§ **SOURCE EXCERPT**:

Or how about reading the stickied thread I wrote?
http://forums.furaffinity.net/threa...S-AND-TUTORIALS-A-LIST-FOR-NEW-FURSUIT-MAKERS


----------



## Dreaming (May 3, 2012)

Deo said:


> Or how about reading the stickied thread I wrote?
> http://forums.furaffinity.net/threa...S-AND-TUTORIALS-A-LIST-FOR-NEW-FURSUIT-MAKERS


That works too


----------



## natari the husky (May 3, 2012)

Thanks, everyone! I am a total noob (as you can tell) at fursuit making. I appreciate the advice and I am going to get some plastic mesh or foam soon.
What do you think would work better for a noob: plastic mesh or a full foam head?


----------



## mirepoix (May 3, 2012)

I think when people do the plastic mesh technique, they fall into the trap of making their head too boxy, or making the mesh structure too large.  However, all-foam is closer to your face and may be too squishy.  It's up to you.

If you feel like dropping some dolla bills, there are people who make and sell resin mask blanks that you can modify and mount onto a balcalava... backlava.  Whatever.  Phazon Alloy and Dream Visions are the only people I can think of (though Dream Visions is going to be halting production for a bit to go to a convention, I hear.)


----------



## Deo (May 3, 2012)

mirepoix said:


> If you feel like dropping some dolla bills, there are people who make and sell resin mask blanks that you can modify and mount onto a balcalava... backlava.  Whatever.  Phazon Alloy and Dream Visions are the only people I can think of (though Dream Visions is going to be halting production for a bit to go to a convention, I hear.)


ShaggyGryphon is another. I remember seeing his stuff first show up in like, 2007? But he's really really improved. Nice kid too.
And FlurryCat aka Dream Visions does amazing work. I own one of her earlier heads.


----------



## Ozriel (May 3, 2012)

mirepoix said:


> If you feel like dropping some dolla bills, there are people who make and sell resin mask blanks that you can modify and mount onto a balcalava... backlava.  Whatever.  Phazon Alloy and Dream Visions are the only people I can think of (though Dream Visions is going to be halting production for a bit to go to a convention, I hear.)



I've gotten a blank from Phazon...they're okay, but very thin. You need to do some reinforcing in some areas to make sure that they do not crack prematurely if you have the knowledge and know-how to reinforce them. Flurrycat's Resin heads are superb and stable.


----------

§ **DATA EXCERPTS**:

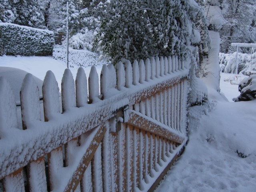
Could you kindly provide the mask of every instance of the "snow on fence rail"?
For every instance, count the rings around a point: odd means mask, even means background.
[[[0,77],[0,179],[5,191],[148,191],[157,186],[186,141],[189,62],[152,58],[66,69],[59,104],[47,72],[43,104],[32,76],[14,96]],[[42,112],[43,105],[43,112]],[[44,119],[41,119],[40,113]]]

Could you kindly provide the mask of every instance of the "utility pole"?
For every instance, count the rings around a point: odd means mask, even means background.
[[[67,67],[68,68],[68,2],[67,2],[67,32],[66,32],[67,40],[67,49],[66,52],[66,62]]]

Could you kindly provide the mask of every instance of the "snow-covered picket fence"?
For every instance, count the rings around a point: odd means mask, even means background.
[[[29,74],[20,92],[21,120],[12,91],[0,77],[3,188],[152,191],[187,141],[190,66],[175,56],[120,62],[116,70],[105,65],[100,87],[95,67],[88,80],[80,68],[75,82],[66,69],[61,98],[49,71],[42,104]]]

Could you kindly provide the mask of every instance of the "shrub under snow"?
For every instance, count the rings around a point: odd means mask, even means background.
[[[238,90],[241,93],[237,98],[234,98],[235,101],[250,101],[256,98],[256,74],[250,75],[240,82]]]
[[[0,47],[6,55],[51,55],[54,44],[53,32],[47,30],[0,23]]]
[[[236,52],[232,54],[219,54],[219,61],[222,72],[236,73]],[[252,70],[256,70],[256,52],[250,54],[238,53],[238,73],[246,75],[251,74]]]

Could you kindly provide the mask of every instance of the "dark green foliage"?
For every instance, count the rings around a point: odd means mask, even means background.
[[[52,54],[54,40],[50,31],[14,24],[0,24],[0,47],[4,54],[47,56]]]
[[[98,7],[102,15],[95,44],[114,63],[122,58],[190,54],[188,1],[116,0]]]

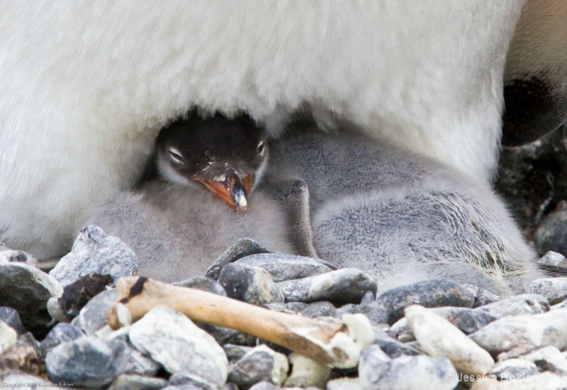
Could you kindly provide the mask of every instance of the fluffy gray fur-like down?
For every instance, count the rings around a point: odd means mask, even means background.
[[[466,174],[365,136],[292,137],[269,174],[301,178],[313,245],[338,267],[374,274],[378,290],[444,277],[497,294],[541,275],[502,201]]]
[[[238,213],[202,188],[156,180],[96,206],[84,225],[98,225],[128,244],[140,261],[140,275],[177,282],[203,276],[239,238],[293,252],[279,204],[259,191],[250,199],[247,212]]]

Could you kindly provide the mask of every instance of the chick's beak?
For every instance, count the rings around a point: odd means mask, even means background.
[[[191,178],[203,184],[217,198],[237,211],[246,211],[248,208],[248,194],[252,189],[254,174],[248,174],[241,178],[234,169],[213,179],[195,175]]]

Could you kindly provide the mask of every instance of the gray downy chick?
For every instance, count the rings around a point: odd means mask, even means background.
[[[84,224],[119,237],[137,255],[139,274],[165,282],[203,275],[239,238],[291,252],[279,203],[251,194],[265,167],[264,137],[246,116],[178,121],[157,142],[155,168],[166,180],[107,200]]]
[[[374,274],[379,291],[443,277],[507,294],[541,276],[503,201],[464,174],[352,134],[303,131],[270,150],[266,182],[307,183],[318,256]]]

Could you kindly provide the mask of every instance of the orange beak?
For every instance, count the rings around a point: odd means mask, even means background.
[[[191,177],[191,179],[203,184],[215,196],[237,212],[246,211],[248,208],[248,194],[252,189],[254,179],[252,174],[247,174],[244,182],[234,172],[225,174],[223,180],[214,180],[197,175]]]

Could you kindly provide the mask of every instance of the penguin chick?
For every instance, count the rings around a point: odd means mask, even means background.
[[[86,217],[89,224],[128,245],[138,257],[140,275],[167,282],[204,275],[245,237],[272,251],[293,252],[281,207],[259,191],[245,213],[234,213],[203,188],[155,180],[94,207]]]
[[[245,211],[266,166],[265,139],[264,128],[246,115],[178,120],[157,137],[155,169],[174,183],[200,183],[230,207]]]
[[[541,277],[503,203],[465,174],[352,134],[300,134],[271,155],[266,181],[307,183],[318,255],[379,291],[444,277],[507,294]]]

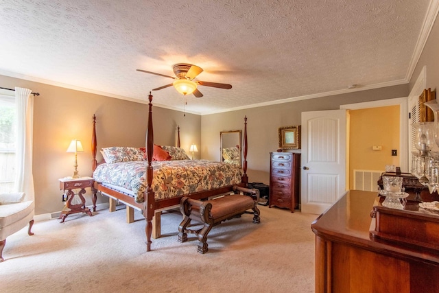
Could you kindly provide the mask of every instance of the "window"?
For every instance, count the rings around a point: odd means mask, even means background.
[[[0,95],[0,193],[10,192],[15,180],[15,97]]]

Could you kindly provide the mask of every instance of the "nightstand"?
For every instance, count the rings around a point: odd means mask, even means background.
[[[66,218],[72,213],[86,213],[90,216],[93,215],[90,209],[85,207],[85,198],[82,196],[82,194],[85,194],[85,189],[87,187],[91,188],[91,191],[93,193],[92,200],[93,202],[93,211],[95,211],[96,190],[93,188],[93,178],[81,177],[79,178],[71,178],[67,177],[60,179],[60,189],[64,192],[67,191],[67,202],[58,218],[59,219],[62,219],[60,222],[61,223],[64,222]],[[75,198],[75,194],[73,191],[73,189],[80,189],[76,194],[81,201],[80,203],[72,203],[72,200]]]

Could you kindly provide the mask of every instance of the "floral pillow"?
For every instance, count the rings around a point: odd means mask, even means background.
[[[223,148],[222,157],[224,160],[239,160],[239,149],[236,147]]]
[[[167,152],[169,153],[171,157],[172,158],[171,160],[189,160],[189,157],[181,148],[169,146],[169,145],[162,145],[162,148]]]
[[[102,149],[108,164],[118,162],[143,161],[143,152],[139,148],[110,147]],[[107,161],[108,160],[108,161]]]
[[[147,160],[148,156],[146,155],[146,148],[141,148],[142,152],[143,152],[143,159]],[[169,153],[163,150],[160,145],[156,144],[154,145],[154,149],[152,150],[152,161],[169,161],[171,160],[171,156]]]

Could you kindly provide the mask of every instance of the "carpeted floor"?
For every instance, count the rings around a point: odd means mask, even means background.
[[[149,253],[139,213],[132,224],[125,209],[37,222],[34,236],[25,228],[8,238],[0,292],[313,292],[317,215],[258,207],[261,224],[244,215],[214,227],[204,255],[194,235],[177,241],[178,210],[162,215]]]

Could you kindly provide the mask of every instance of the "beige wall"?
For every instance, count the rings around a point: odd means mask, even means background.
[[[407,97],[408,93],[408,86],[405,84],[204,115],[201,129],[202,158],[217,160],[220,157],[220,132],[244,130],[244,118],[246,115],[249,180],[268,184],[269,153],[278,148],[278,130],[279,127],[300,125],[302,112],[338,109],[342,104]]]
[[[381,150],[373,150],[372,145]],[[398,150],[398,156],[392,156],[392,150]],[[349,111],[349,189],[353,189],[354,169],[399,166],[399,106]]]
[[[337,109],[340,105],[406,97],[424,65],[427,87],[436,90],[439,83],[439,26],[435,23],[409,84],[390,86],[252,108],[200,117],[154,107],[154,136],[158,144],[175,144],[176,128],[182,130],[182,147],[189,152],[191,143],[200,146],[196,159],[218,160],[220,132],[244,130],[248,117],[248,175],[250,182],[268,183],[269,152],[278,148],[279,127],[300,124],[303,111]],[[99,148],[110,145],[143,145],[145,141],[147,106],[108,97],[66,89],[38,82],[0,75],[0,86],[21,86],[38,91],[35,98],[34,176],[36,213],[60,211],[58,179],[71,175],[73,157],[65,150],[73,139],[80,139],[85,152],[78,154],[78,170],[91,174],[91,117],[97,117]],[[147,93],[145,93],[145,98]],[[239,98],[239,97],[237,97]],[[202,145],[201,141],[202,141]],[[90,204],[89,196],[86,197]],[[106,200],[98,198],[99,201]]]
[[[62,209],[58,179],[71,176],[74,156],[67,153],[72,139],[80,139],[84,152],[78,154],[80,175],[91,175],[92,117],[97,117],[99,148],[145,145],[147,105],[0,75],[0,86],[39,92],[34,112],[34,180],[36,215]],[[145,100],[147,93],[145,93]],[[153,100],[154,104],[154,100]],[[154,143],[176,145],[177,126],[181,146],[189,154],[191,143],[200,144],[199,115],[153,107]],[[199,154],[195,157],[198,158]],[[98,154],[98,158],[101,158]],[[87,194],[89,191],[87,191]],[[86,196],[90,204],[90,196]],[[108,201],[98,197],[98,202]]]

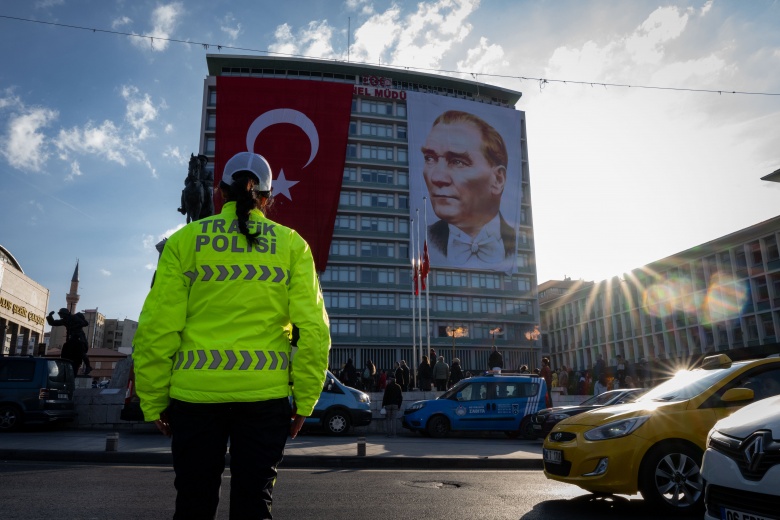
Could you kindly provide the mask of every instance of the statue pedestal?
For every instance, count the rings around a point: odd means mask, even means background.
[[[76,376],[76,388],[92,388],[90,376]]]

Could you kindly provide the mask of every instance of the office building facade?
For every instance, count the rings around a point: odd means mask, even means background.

§ **TASKS TO COMPLETE**:
1) In the forum thread, which two makers of resin mask blanks does mirepoix name?
2) State whether each statement agrees with the forum thread, answering yes or no and quoting the words that decide it: (a) FlurryCat is another name for Dream Visions. (b) mirepoix says that all-foam heads are often made too boxy. (c) Deo recalls first seeing ShaggyGryphon's work in 2010.
Rely solely on the forum thread and not on the records.

§ **RESPONSES TO THE TASKS**:
1) Phazon Alloy and Dream Visions.

2)
(a) Yes: "And FlurryCat aka Dream Visions does amazing work."
(b) No: "I think when people do the plastic mesh technique, they fall into the trap of making their head too boxy"
(c) No: "I remember seeing his stuff first show up in like, 2007?"